===== ENTRIES =====

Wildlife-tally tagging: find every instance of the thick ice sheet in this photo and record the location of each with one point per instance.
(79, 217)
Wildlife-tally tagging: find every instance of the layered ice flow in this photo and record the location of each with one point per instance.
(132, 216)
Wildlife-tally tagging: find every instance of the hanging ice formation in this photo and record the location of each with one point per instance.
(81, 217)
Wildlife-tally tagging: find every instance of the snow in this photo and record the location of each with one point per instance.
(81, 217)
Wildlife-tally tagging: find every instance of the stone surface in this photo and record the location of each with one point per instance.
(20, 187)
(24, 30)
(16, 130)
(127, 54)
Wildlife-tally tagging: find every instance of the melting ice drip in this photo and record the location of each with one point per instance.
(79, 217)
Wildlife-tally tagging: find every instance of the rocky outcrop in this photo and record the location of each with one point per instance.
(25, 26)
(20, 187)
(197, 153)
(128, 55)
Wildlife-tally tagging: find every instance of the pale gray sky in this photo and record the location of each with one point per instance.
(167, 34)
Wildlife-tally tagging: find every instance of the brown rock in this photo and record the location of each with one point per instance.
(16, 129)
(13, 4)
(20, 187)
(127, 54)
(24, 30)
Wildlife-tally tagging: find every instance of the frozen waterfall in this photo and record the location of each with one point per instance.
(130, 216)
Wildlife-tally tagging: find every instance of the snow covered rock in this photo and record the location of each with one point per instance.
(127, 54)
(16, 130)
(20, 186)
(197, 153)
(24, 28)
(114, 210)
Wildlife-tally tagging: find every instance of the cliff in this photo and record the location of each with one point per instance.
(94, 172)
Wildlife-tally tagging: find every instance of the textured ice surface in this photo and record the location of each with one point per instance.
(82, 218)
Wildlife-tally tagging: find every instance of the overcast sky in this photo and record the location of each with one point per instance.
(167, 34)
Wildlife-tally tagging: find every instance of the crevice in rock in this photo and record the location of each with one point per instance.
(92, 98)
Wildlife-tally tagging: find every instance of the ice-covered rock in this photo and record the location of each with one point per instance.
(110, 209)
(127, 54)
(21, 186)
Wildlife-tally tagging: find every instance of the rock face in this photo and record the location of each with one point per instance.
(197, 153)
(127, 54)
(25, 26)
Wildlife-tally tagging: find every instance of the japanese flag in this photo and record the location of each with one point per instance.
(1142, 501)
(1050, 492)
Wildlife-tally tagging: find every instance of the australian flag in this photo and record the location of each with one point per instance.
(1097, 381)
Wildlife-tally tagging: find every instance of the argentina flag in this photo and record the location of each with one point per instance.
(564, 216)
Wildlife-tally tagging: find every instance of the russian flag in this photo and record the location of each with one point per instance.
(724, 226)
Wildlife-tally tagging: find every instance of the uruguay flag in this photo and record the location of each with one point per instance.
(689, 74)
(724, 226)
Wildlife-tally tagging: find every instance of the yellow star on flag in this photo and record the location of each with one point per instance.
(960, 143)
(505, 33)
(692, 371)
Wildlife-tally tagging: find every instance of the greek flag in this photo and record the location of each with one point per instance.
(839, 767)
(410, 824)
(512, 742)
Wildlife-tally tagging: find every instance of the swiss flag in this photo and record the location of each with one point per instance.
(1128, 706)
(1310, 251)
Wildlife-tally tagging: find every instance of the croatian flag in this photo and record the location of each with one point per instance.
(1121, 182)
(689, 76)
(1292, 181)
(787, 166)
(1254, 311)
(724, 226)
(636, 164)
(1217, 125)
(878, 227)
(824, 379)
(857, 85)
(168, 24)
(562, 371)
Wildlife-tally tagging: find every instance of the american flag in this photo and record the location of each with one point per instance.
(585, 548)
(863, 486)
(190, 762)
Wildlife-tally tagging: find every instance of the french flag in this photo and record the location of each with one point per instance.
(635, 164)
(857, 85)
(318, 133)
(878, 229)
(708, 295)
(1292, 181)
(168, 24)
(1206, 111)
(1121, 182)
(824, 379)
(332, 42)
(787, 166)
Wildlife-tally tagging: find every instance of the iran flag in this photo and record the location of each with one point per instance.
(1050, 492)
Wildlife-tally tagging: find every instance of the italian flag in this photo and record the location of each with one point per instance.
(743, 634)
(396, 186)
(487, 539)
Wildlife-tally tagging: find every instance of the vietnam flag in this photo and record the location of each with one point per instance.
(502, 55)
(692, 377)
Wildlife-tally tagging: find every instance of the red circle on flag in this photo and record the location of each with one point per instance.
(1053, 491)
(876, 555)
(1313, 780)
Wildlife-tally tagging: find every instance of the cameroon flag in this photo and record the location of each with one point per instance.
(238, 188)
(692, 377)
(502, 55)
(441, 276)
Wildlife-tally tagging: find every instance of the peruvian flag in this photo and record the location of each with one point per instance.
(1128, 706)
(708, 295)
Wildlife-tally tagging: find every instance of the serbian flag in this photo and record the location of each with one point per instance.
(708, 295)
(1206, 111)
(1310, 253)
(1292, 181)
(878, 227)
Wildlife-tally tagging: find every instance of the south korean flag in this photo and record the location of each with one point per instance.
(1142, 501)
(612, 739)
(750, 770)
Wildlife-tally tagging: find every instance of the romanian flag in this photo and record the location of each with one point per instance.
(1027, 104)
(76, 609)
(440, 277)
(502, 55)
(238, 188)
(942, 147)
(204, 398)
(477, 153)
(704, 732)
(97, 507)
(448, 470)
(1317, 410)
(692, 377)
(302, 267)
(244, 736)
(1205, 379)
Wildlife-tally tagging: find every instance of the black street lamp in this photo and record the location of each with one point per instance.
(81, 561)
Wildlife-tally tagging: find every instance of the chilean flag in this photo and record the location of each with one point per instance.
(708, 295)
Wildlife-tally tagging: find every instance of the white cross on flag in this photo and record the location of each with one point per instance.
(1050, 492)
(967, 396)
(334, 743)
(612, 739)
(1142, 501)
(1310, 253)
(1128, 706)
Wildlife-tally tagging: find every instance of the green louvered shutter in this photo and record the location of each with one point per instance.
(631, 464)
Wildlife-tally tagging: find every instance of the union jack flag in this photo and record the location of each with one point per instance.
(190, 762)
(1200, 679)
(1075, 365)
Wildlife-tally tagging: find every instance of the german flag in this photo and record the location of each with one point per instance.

=====

REQUEST
Rewrite the records from the line containing "Wildlife-tally tagging: find every instance of the greek" through the line containing "(1310, 251)", changing "record the location" to "mark the position" and keeping everything else the same.

ANSWER TO THE EXERCISE
Wildlife-tally tagging: find every instance of the greek flag in this photo and mark the position of each with one point per instance.
(839, 767)
(410, 824)
(512, 742)
Wildlife-tally tagging: find every instance of the swiss flag in this photo and mark the position of each with one point per instance.
(1128, 706)
(1310, 251)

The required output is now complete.